Freio de arrumação na Lava Jato
Por Fernando Molica em 10 de março de 2016 | Comentários (0)
A desnecessária e mesmo abusiva maneira como Lula foi levado à Polícia Federal deveria servir como um alerta para o pessoal da Lava Jato. O episódio evidenciou excessos volta e meia cometidos na mais importante e ampla investigação sobre desvios de dinheiro público jamais realizada no país. Foi como aquele drible a mais que pune atacantes que, ao contrário do Fio Maravilha, não têm humildade na hora do gol.
A Lava Jato é tão fundamental que os responsáveis pela operação deveriam, até para preservá-la, aproveitar a deixa para acabar com rotinas que geram tantos questionamentos. A manutenção na cadeia, por prazo indefinido e antes do julgamento, de dezenas de réus, lembra a antiga prisão para averiguações. A lei deixa claro que prisões preventivas — e, segundo reportagem do DIA, 64 delas foram decretadas na Lava Jato — devem ser excepcionais, não podem servir para pressionar investigados.

* **O que fazer**
1) Indique se cada afirmação concorda com o artigo, respondendo sim ou não e citando as palavras exatas do texto que decidem a questão: (a) Lula foi levado à Polícia Federal de maneira considerada desnecessária. (b) A lei admite o uso de prisões preventivas para pressionar investigados. (c) Segundo reportagem do DIA, 46 prisões preventivas foram decretadas na Lava Jato.
2) Atualize o artigo: reescreva tudo desde "A desnecessária e" até "hora do gol.", substituindo "abusiva" por "arbitrária".

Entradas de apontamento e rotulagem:
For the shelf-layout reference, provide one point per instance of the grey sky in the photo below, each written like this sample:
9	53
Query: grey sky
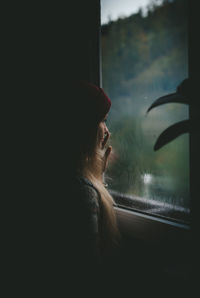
112	9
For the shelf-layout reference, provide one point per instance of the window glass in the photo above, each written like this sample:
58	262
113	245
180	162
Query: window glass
144	55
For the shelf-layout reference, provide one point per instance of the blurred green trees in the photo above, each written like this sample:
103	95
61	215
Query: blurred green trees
144	58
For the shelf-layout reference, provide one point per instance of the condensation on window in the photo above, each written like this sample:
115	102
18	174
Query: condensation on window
144	57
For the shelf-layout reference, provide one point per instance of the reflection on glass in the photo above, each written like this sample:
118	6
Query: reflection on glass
143	58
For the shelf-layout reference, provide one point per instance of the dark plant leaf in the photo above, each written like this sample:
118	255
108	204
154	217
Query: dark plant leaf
172	133
172	97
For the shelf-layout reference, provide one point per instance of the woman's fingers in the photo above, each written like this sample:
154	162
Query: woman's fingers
105	140
106	157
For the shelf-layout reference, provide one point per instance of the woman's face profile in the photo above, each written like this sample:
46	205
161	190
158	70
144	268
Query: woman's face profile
103	130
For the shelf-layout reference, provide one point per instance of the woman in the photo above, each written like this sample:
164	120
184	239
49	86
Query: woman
95	229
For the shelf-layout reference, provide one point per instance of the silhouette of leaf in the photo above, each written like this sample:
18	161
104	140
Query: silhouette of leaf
172	133
169	98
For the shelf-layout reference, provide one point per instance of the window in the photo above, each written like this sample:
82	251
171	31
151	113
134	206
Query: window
144	56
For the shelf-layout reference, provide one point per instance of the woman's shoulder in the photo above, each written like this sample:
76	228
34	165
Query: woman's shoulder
86	191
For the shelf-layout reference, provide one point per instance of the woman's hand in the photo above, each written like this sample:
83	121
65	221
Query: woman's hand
106	151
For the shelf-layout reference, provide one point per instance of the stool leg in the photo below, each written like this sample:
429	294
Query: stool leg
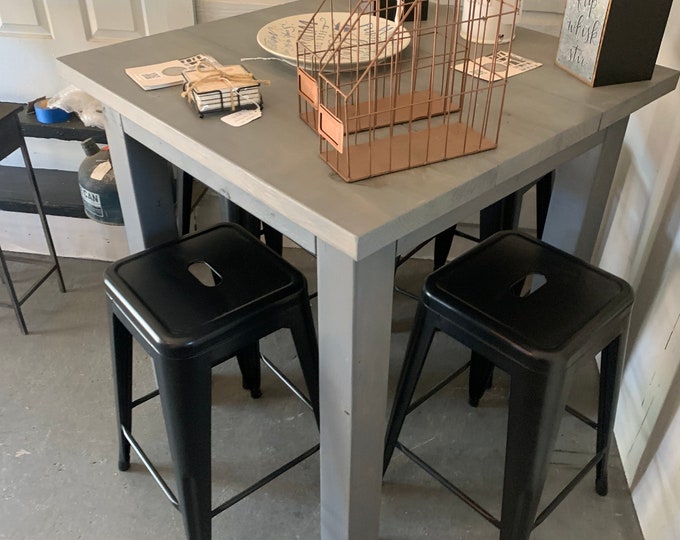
249	363
544	189
7	280
121	353
307	348
273	239
416	352
185	185
480	378
501	215
611	368
184	389
442	246
535	409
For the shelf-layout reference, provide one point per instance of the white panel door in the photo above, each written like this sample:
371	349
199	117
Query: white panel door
35	32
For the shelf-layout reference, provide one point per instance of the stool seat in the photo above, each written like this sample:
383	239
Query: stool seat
178	311
491	289
193	303
535	312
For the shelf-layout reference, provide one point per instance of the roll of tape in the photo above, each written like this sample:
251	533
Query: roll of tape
44	115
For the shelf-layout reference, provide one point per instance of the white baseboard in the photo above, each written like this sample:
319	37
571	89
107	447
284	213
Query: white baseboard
73	237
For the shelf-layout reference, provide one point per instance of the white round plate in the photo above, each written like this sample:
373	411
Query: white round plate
279	37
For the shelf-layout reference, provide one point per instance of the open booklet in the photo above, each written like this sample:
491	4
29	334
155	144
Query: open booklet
153	76
216	87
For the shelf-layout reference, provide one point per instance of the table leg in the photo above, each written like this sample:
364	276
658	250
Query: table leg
580	195
144	184
355	312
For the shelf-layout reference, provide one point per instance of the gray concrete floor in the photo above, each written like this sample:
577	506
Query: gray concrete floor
58	457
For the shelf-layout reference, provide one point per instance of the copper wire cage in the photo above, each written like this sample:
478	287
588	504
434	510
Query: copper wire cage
388	90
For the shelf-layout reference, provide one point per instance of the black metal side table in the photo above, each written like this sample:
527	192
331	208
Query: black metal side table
11	138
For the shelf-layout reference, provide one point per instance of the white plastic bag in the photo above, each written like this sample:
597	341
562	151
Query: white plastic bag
71	99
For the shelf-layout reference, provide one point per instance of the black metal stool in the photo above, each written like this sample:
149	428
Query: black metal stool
11	139
193	303
534	312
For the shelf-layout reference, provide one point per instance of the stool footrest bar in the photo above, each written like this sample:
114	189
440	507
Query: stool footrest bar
260	483
571	485
144	398
448	485
147	463
286	380
582	417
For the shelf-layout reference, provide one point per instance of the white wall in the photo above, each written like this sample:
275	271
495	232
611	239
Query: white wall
642	244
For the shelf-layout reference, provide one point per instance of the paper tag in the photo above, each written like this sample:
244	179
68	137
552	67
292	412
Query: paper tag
100	170
242	117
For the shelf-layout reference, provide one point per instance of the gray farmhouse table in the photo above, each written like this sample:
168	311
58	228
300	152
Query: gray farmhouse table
272	169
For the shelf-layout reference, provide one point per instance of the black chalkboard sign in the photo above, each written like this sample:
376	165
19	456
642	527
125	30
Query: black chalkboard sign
612	41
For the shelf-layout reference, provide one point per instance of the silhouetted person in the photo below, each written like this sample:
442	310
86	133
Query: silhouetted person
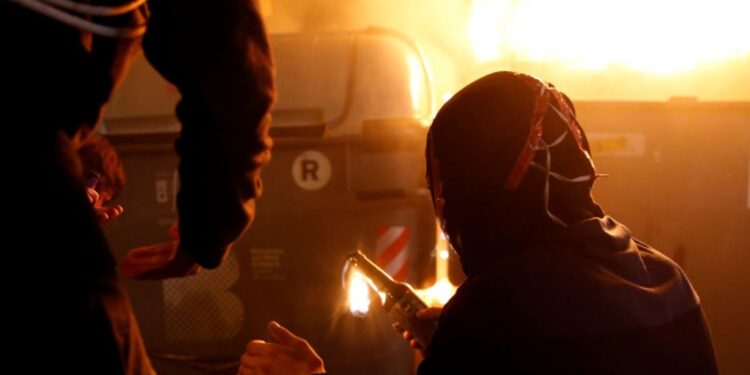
57	74
553	284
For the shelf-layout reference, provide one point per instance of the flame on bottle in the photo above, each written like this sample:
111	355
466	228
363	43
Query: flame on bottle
358	290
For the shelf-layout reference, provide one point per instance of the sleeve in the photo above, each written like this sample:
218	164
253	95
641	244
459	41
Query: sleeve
216	52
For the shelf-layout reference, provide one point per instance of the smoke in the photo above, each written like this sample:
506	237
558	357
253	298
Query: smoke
637	52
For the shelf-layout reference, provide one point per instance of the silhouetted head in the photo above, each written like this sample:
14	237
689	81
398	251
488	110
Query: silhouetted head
507	165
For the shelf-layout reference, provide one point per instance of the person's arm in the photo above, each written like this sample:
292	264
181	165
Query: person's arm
216	53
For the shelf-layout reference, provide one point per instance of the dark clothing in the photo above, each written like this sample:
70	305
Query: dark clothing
56	80
589	300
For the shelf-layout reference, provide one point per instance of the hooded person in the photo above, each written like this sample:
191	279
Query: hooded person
553	284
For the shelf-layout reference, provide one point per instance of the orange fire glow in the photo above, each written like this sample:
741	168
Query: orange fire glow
663	37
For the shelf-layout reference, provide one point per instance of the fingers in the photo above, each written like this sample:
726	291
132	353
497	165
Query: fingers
430	313
107	214
284	336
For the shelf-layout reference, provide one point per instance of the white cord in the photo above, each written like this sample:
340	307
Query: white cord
97	10
80	23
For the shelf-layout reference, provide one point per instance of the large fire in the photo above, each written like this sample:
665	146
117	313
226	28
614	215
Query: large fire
665	36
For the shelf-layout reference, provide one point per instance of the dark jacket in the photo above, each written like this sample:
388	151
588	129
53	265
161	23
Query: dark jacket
591	300
70	312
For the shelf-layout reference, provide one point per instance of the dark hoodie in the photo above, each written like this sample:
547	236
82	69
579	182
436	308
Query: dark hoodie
591	301
576	295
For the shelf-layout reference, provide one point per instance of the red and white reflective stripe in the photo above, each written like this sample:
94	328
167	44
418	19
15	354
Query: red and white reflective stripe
392	251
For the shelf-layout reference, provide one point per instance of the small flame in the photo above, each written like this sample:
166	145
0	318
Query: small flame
439	293
359	294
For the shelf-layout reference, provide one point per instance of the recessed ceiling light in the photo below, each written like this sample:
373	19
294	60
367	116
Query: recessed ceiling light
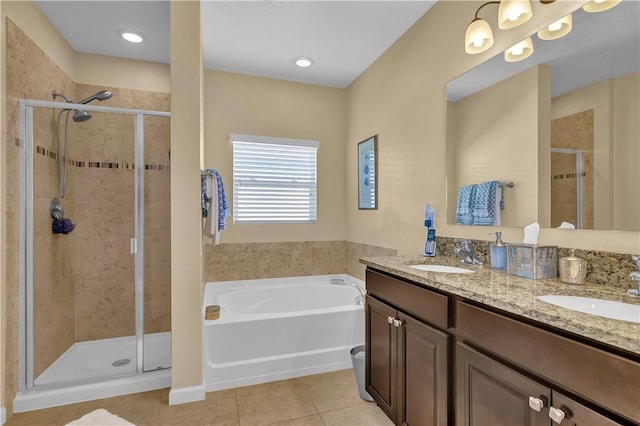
132	37
303	61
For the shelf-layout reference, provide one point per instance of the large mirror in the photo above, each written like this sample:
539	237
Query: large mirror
562	125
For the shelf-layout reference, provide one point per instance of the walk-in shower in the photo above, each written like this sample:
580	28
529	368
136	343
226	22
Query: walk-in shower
567	188
95	302
62	225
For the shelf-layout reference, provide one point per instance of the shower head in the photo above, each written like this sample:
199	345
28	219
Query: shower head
60	95
79	116
102	95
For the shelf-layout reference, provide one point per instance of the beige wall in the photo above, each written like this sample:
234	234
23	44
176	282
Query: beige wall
626	153
497	123
186	233
260	106
2	207
401	97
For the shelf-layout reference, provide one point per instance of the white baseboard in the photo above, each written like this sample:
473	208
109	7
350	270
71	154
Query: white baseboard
186	394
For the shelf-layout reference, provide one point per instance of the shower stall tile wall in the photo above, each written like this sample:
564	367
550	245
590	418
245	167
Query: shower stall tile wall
83	281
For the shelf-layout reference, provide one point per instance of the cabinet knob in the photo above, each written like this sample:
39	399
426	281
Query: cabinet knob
536	404
556	415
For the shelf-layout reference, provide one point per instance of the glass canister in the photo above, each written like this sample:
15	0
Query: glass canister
573	270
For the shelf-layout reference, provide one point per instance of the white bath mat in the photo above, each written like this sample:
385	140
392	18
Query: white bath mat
100	417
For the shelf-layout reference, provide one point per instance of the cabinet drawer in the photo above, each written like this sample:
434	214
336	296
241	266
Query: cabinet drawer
417	301
603	378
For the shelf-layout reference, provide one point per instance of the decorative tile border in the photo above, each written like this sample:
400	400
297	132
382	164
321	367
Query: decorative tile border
101	165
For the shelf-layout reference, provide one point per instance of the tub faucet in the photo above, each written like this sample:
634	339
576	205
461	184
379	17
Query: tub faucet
465	252
635	276
361	290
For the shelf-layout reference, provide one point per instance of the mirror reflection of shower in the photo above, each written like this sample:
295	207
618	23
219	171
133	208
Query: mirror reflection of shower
61	224
567	198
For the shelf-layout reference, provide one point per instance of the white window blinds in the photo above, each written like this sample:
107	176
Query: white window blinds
274	180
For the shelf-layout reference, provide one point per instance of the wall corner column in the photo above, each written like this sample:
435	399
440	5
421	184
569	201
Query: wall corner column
186	234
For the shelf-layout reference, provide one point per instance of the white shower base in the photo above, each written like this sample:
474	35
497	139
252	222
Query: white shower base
85	372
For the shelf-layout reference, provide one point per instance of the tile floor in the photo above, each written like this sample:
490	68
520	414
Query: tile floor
329	399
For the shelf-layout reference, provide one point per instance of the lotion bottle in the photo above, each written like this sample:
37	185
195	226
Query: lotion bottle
498	252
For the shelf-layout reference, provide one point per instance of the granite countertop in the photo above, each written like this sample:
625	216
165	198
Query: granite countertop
517	295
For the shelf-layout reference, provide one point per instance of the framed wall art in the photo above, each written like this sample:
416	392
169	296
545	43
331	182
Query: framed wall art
368	174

* **Soluções a seguir**
1)
(a) Sim: "A desnecessária e mesmo abusiva maneira como Lula foi levado à Polícia Federal"
(b) Não: "não podem servir para pressionar investigados"
(c) Não: "64 delas foram decretadas na Lava Jato"

2)
A desnecessária e mesmo arbitrária maneira como Lula foi levado à Polícia Federal deveria servir como um alerta para o pessoal da Lava Jato. O episódio evidenciou excessos volta e meia cometidos na mais importante e ampla investigação sobre desvios de dinheiro público jamais realizada no país. Foi como aquele drible a mais que pune atacantes que, ao contrário do Fio Maravilha, não têm humildade na hora do gol.